■ EXCERPT PROVIDED:
Begin

Case ID: ohio-app-2d_16/html/0164-01.html
Source: Caselaw Access Project
Author: {"author": "Crawford, P. J.", "license": "Public Domain", "url": "https://static.case.law/"}
Date Created: 2024-08-24T03:29:51.129683

In re Laricchiuta et al.
    [Cite as In re Laricchiuta, 16 Ohio App. 2d 164.]
    (No. 172
    Decided November 30, 1968.)
    
      
      Mr. George J. Earley, for plaintiff-appellee, Eaton City Board of Education.
    
      Mr. Tilmon A. Ellison and Mr. William E. Rathman, for defendant-appellee, Middletown City Board of Education.
    
      Mr. Everett Fahrenhols, prosecuting attorney, for appellant, Shawnee Local Board of Education.
   Crawford, P. J.

The Shawnee Local Board of Education has appealed an order of the Juvenile Court requiring it to pay the Eaton City Board of Education tuition for the neglected children of Margaret Laricchiuta.

There is an agreed statement of facts, amplified by certain details in the briefs which appear to be mutually accepted. On February 5, 1962, the Juvenile Court of Butler County found these children to be neglected and gave temporary custody to the Butler County Department of Public Welfare for placement, without determining what school district should bear the cost of their education as required by Section 2151.35 (A), Revised Code. That department placed them with their maternal grandparents in Middletown on August 6, 1962. Shortly thereafter, the mother was reinstated on ADC (apparently in Butler County) and took the children with her to West Elkton in the Shawnee Local School District in Preble County, where she found residence. She entered the children in that school district on September 10, 1962, where they continued in attendance until they were withdrawn between November 1 and 5, 1963.

On N ovember 1,1963, the mother entered into an agreement with the Preble County Child Welfare Board for the care of the children, and they were entered in the Eaton City Schools which serves the Preble County Children’s Home. Such an agreement is authorized by Section 5153.16 (B), Revised Code.

End

■ RECORDED DATA:
Begin

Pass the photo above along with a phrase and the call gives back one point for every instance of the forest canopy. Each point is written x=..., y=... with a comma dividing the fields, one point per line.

End

■ REQUIRED WORK:
a. According to the In re Laricchiuta opinion, on what date did the mother enroll the children in the Shawnee Local School District?
b. Proceed with the In re Laricchiuta opinion from the point at which it stops.

■ RESULTS FOR THE EXERCISE:
a. September 10, 1962.

b.
On June 14, 1965, the Child Welfare Board of Preble County filed a neglect complaint in the Preble County Juvenile Court. On November 3, 1965, that court found the children neglected under the provisions of Section 2151.03 (C), Revised Code, and gave temporary custody to the Preble County Child Welfare Board. No determination was then made as to the cost of their education under Section 2151.35 (A), Revised Code.

Apparently the Shawnee School Board paid the tuition until the school year 1965-1966, but declined to do so following the finding and order of neglect by the Juvenile Court of Preble County.

After the Eaton City Board of Education filed the motion upon which the order here appealed from was made, the Butler County Juvenile Court entered a nunc pro tunc order terminating its jurisdiction as of October 1962.

The answer to the present issue must be sought in the statutes. Section 3313.64, Revised Code, makes the schools free “to all school residents between six and twenty-one years of age,” and says, “School residents shall be all youth who are children or wards of actual residents of the school district.” It further provides that “A child who is an inmate of a county * * * children’s home” and who, at the time of placement in such home, was not a school resident of the district in which the home is located ‘ ‘ shall be educated at the expense of the school district in which he was a school resident at the time of placement.”

As the Preble County Juvenile Court pointed out in its opinion, the “placement” referred to in Section 3313.64, Revised Code, need not be by an order of court. The voluntary placement of the children under the agreement by the mother with the Preble County Child Welfare Board on November 1, 1963, and their entry into the Eaton public schools, brings them within the placement requirement of the statute. State, ex rel. Gibbs, v. Martin (1944), 143 Ohio St. 491, the second paragraph of the syllabus.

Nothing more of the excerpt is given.